** What the exercise asks **
Please copy everything from the line containing "Exercise. Point out the stadium" down to the line containing "Exercise. Point out the maroon", both of those included, with no changes.
____ Records provided
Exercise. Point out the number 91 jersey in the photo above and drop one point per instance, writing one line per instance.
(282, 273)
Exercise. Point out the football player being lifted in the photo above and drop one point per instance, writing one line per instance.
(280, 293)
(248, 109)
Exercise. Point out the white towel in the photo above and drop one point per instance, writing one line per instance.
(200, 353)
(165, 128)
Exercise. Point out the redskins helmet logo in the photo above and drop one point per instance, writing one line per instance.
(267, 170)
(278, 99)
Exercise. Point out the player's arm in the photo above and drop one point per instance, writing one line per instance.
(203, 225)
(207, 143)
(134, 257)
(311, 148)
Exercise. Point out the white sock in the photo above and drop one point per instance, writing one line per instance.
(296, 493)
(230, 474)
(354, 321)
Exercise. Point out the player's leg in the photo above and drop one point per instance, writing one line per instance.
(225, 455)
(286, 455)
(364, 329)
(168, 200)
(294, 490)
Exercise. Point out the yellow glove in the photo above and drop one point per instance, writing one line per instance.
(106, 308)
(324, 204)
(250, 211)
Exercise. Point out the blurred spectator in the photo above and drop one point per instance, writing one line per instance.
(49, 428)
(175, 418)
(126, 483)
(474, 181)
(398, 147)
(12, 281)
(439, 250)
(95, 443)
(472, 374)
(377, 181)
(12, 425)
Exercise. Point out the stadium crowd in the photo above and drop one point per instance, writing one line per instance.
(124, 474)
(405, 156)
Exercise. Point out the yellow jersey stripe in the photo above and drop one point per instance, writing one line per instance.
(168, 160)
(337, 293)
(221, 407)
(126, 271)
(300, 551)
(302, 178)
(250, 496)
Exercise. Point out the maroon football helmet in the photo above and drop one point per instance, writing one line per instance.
________
____ Records provided
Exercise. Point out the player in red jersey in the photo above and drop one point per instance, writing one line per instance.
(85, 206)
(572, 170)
________
** Response **
Exercise. Point out the stadium crowd in the photo above and drop one point per instance, writing one line per instance.
(124, 474)
(405, 156)
Exercise. Point out the yellow jersey stripe in the photo above and drop one point per instance, writing one line per instance.
(168, 160)
(337, 293)
(221, 407)
(126, 271)
(300, 551)
(302, 178)
(250, 496)
Exercise. Point out the maroon football helmet in the photo above and drop one point per instance, writing one line per instance.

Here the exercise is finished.